Rows of bounding box annotation data
######
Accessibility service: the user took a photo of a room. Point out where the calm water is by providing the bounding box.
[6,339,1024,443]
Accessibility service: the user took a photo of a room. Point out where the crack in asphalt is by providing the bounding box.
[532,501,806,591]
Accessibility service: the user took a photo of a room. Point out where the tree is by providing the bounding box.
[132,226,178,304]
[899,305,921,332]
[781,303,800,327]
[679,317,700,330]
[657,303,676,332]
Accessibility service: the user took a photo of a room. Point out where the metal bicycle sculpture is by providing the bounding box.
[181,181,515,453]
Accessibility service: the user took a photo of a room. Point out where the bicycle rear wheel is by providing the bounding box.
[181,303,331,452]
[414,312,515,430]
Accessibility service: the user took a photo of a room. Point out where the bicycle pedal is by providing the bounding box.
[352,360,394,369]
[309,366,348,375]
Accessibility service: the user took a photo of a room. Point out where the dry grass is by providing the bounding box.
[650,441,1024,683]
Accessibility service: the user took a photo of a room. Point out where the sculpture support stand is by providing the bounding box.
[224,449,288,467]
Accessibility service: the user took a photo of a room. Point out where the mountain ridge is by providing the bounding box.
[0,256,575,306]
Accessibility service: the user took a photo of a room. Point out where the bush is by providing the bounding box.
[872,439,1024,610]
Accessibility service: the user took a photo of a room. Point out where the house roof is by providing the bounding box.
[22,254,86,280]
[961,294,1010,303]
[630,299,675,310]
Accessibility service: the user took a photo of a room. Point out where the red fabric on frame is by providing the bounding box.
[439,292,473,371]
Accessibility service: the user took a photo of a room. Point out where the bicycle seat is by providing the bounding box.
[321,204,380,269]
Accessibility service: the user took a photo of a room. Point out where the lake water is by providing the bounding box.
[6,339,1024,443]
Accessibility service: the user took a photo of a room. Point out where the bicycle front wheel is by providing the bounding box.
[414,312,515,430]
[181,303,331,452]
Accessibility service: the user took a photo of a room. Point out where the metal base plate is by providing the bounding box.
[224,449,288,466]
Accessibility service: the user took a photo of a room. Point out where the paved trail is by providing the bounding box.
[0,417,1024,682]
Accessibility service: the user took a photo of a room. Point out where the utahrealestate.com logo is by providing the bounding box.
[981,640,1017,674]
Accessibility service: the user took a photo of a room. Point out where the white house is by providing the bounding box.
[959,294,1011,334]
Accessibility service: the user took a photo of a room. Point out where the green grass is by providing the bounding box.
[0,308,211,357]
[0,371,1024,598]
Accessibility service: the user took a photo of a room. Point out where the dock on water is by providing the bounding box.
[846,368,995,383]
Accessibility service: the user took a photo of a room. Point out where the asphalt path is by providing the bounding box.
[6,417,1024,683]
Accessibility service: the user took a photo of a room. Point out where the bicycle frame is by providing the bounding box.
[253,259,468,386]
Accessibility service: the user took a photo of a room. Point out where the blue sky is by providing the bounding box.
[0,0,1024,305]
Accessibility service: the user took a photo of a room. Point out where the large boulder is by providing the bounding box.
######
▶ [What you need to do]
Filter the items above and copy out every line that contains the string "bicycle".

▶ [Task answer]
Accessibility service: the user took a photo of a room. Point out where the metal bicycle sculpture is by providing the bounding box.
Accessibility service: the user took a photo of a room. Point out where the bicycle rear wheel is by providing the bounding box.
Accessibility service: the user took a photo of a room. Point out where the bicycle pedal is by providing the bounding box.
Accessibility service: the user took a photo of a room. Point out where the bicycle seat is by providing the bounding box.
Accessibility service: the user took a photo of a room. Point out where the bicycle front wheel is by providing the bounding box.
Accessibility service: the user took a photo of a room. Point out where the bicycle frame is by providing the bounding box.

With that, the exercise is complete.